**SUPPLIED PASSAGE:**
┌──

Canadians often take comfort in the notion that spectacles of gruesome gun violence are part of a US pathology that has prevented Americans from putting in place sensible laws to limit the availability of personalized weapons for mass destruction.

But the website of Manitoba-based Wolverine Supplies quickly corrects that misimpression, as it prompts me to load up my online shopping cart with a collection of “combat-proven” assault rifles.

The Wolverine website features a section called “packing in pink,” with a drawing of a sultry, bare-midriffed young woman sporting a handgun, amid an array of pink accessories.

The Wolverine site has all the consumer breeziness of online bookseller Amazon.ca, making it easy to forget you’re not dealing with books but rather high-powered weapons which have little use unless you’re planning to wipe out a SWAT team. 

The Wolverine website features a section called “packing in pink,” with a drawing of a sultry, bare-midriffed young woman sporting a handgun, amid an array of pink accessories.

Certainly the website promotes the fun of guns: “Now that you’ve got your new firearm you’ve been waiting for, you just want to go out and shoot it!” The website advises you to read the instruction manual first.

Shopping on the Wolverine website, it’s easy to forget that semi-automatic assault rifles, which allow the shooter to fire at every squeeze of the trigger, are machines designed explicitly to kill humans in warfare. They are not suitable for hunting, unless the intention is to pump bullets into a forest in the hope that a deer nestled among the trees might be caught napping. Quite the sport.

All this suggests that the intense Canadian political focus on the federal gun registry may have ultimately been a distraction from an even bigger gun issue — the ready availability of combat weapons in Canada.

The website also features night vision scopes and dummy suppressors (often converted  into silencers). Peace researcher Peter Langille notes these accessories are not used in hunting or target practice, but are helpful for killing people quietly after dark from a distance.

All this suggests that the intense Canadian political focus on the federal gun registry may have ultimately been a distraction from an even bigger gun issue — the ready availability of combat weapons in Canada.

I happened to see a large selection of them on display under a glass counter at a sports and hunting store last summer in rural Nova Scotia. That store wasn’t even on the list of Wolverine’s 42 affiliated retail outlets across Canada.

This indicates that Canadian gun control laws are considerably weaker than most of us have been lulled into believing.

Canadian purchasers of assault weapons and handguns are required to take a 10-hour course which, according to an Ontario government website “will allow students the opportunity to extensively handle and load the three major restricted action types.”

The course also teaches students about “social and ethical responsibilities.” That’s all very nice but it’s hard to imagine that “ethical responsibilities” are top of mind for someone intent on opening fire at a local school.

└──

[Pointing dataset records]
┌──

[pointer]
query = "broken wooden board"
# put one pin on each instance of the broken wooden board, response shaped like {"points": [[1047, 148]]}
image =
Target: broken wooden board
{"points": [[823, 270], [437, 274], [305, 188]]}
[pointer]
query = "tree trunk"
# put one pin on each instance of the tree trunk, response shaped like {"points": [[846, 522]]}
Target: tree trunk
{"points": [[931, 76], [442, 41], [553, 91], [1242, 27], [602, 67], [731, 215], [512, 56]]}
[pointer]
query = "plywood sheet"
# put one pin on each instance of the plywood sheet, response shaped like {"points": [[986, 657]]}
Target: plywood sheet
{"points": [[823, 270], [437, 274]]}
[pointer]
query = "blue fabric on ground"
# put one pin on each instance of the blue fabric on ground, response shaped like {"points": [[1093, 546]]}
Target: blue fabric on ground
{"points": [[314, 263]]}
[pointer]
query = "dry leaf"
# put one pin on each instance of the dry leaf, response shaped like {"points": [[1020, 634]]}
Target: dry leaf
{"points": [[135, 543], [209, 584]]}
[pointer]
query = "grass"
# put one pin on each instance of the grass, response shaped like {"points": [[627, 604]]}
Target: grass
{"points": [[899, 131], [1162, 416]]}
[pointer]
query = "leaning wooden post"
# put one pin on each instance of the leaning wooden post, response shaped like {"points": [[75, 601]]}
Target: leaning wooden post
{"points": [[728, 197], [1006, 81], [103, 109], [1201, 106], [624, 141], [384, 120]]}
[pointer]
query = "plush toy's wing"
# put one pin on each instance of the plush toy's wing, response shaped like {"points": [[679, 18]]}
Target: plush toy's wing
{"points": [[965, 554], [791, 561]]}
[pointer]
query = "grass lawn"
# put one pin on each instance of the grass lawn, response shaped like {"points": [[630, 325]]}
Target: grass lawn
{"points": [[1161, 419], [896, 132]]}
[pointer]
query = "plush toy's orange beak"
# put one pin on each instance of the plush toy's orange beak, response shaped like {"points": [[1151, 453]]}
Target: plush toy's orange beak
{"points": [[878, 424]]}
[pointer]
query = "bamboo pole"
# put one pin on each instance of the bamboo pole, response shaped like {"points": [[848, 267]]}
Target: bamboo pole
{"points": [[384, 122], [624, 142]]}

└──

**AIM OF THE TASK:** Could you update the passage on online gun sales by reproducing it from "Shopping on the" up to and including "Quite the sport.", with "deer" changed to "moose"?

**CORRECT ANSWER:**
Shopping on the Wolverine website, it’s easy to forget that semi-automatic assault rifles, which allow the shooter to fire at every squeeze of the trigger, are machines designed explicitly to kill humans in warfare. They are not suitable for hunting, unless the intention is to pump bullets into a forest in the hope that a moose nestled among the trees might be caught napping. Quite the sport.